Page text
'''

Plaintiff also previously owned property in Los Angeles, California, and entered into a written agreement with PGM for the like-kind exchange of that property on July 15, 2017. Pl.'s Mot. at 11.

In March 2018, third parties hacked into Defendants' email accounts and/or computers, or otherwise gained access to Defendants' emails, allowing them to intercept, read, and delete emails between Plaintiff and Defendants. On March 8, 2018, the third parties deleted Plaintiff's email address and emailed Defendants from an email address which closely resembled Plaintiff's, asking them to transfer the funds from the sale of the Hubert Property to a bank account in Bulgaria. The following day, Glenwinkel authorized and Crowley initiated the wire transfer of the funds minus Defendants' fees to the Bulgarian account on behalf of PGM and EMS. However, Plaintiff does not have a bank account in Bulgaria and never indicated to Defendants that she had such an account. Furthermore, Defendants never asked Plaintiff to verify or confirm the transfer to Bulgaria or provide any information necessary to complete the transfer.

'''

Short problem A
List every date or month-and-year named in the wire-transfer text.
The text and the records come from unrelated sources.

Data entries

'''

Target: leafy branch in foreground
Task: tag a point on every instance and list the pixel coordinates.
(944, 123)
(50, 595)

'''
'''

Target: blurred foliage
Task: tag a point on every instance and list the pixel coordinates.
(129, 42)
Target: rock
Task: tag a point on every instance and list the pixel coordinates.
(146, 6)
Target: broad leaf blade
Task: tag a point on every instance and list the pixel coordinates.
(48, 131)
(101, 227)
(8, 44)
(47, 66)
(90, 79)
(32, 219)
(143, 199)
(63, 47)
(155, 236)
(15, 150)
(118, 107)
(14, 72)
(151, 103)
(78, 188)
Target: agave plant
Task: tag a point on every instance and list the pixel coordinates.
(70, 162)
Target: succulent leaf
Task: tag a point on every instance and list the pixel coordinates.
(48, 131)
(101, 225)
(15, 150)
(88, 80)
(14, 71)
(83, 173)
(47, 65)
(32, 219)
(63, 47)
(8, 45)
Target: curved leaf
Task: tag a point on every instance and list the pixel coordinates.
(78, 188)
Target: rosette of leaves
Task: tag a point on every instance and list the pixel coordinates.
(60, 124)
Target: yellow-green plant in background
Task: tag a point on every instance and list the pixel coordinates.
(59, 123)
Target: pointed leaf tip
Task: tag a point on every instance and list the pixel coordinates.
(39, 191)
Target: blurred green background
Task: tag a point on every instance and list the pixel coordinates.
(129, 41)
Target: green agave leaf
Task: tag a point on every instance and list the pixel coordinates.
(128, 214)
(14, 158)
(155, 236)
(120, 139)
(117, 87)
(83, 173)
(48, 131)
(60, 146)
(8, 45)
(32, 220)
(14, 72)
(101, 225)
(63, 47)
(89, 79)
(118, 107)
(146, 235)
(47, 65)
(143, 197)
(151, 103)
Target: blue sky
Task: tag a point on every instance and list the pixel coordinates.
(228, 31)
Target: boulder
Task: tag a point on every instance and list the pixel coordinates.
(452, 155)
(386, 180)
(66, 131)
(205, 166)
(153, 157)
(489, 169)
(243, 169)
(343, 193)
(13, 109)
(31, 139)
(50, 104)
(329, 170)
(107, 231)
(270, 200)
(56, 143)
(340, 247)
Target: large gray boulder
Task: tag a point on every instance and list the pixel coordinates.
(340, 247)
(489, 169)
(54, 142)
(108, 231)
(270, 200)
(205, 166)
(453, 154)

'''

Short problem B
Report every line of the records that contains the string "background", matching case exactly.

Correct output A
July 15, 2017
March 2018
March 8, 2018

Correct output B
Target: yellow-green plant in background
Target: blurred green background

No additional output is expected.